The Department changed the fiduciary acknowledgment provision in
response to several comments requesting revisions to clarify the
required extent of the fiduciary acknowledgment. Accordingly, the
Department has clarified that the acknowledgment can be limited to
investment recommendations subject to the contract or, in the case of
an ERISA plan, any investment recommendations regarding the plan or
beneficiary or participant account. As discussed in more detail below,
the exemption (including the required fiduciary acknowledgment) does
not in and of itself, impose an ongoing duty to monitor on the Adviser
and Financial Institution. However, there may be some investments which
cannot be prudently recommended for purchase to individual Retirement
Investors, in the first place, without a mechanism in place for the
ongoing monitoring of the investment.
4. Impartial Conduct Standards--Section II(c)

■ Dataset extract
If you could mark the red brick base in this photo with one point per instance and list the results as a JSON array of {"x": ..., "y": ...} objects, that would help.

■ Written task A
Mark each statement yes or no according to the passage on the fiduciary acknowledgment, and quote the words of the passage that decide it: (i) The Department changed the fiduciary acknowledgment provision in response to comments. (ii) The exemption by itself imposes an ongoing duty to monitor on the Adviser and Financial Institution. (iii) For an ERISA plan, the acknowledgment can be limited to investment recommendations regarding the plan or beneficiary or participant account.
■ Written task B
Echo, word for word, the part of the passage on the fiduciary acknowledgment that opens with the words containing "The Department changed" and closes with "Conduct Standards--Section II(c)".

■ Complete response A
(i) Yes: "The Department changed the fiduciary acknowledgment provision in response to several comments requesting revisions to clarify the required extent of the fiduciary acknowledgment."
(ii) No: "the exemption (including the required fiduciary acknowledgment) does not in and of itself, impose an ongoing duty to monitor on the Adviser and Financial Institution"
(iii) Yes: "in the case of an ERISA plan, any investment recommendations regarding the plan or beneficiary or participant account"

■ Complete response B
The Department changed the fiduciary acknowledgment provision in
response to several comments requesting revisions to clarify the
required extent of the fiduciary acknowledgment. Accordingly, the
Department has clarified that the acknowledgment can be limited to
investment recommendations subject to the contract or, in the case of
an ERISA plan, any investment recommendations regarding the plan or
beneficiary or participant account. As discussed in more detail below,
the exemption (including the required fiduciary acknowledgment) does
not in and of itself, impose an ongoing duty to monitor on the Adviser
and Financial Institution. However, there may be some investments which
cannot be prudently recommended for purchase to individual Retirement
Investors, in the first place, without a mechanism in place for the
ongoing monitoring of the investment.
4. Impartial Conduct Standards--Section II(c)